Entries taken from a collection
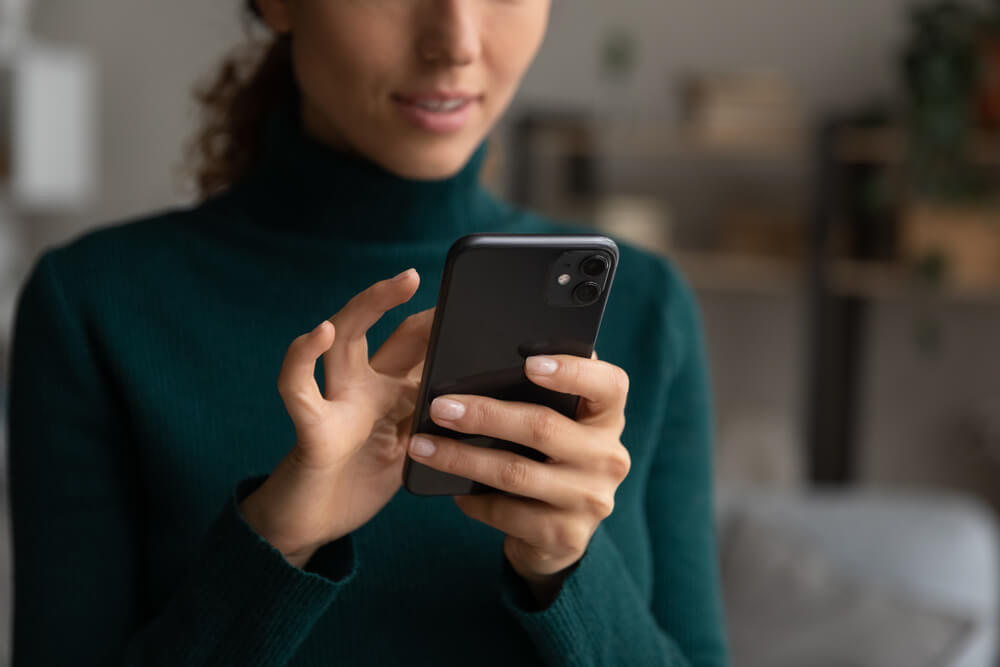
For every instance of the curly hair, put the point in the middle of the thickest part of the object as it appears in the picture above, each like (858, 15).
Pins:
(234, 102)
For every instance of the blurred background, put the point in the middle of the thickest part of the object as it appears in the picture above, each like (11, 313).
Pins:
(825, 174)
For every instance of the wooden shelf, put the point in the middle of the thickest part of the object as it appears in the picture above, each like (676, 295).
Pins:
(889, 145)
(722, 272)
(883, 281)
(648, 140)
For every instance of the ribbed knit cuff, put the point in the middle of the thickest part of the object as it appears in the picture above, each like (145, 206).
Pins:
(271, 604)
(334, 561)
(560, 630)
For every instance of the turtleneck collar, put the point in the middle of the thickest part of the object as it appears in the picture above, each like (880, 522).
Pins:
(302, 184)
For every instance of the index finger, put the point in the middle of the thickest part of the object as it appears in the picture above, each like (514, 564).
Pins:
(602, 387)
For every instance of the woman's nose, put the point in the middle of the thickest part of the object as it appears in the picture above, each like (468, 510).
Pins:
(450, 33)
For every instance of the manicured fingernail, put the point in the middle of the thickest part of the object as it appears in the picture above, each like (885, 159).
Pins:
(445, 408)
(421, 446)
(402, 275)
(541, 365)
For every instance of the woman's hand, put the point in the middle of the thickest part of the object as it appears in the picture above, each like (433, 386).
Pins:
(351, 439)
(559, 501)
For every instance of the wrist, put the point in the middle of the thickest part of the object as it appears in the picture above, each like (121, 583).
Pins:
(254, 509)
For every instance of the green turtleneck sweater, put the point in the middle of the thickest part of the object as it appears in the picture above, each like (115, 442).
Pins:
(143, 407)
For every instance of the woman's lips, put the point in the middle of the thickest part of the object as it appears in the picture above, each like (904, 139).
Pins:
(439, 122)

Instructions to follow →
Some lines in the data above hold the string "woman". Find and copy each of them.

Task answer →
For every instance of the woman's nose, put the point in the middle of the thickest part of the object as it appears in the picture above, each like (468, 510).
For every instance of the woman's hand, put the point in the middle of the thickest part of the object as it appears in the picture above, each like (433, 386).
For every instance of the woman's lips, put the point in the middle of the thickest part of the object as it appears in the picture above, each like (904, 139).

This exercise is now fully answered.